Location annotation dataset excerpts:
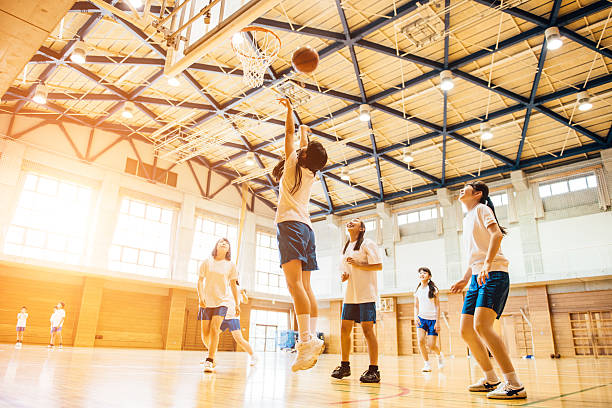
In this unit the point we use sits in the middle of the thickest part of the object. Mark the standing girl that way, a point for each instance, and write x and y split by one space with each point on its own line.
361 260
486 297
22 317
427 314
217 291
296 240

# Task goal:
Print all of the material above word for word, leaving out the pictures.

# The answer:
In this unit the point we use sits in the middle of the thickest part of the object. Mark the standing girl that way, a point for each instance, and write x and y split by one space with each point on its own line.
361 260
486 297
22 317
427 314
217 291
296 240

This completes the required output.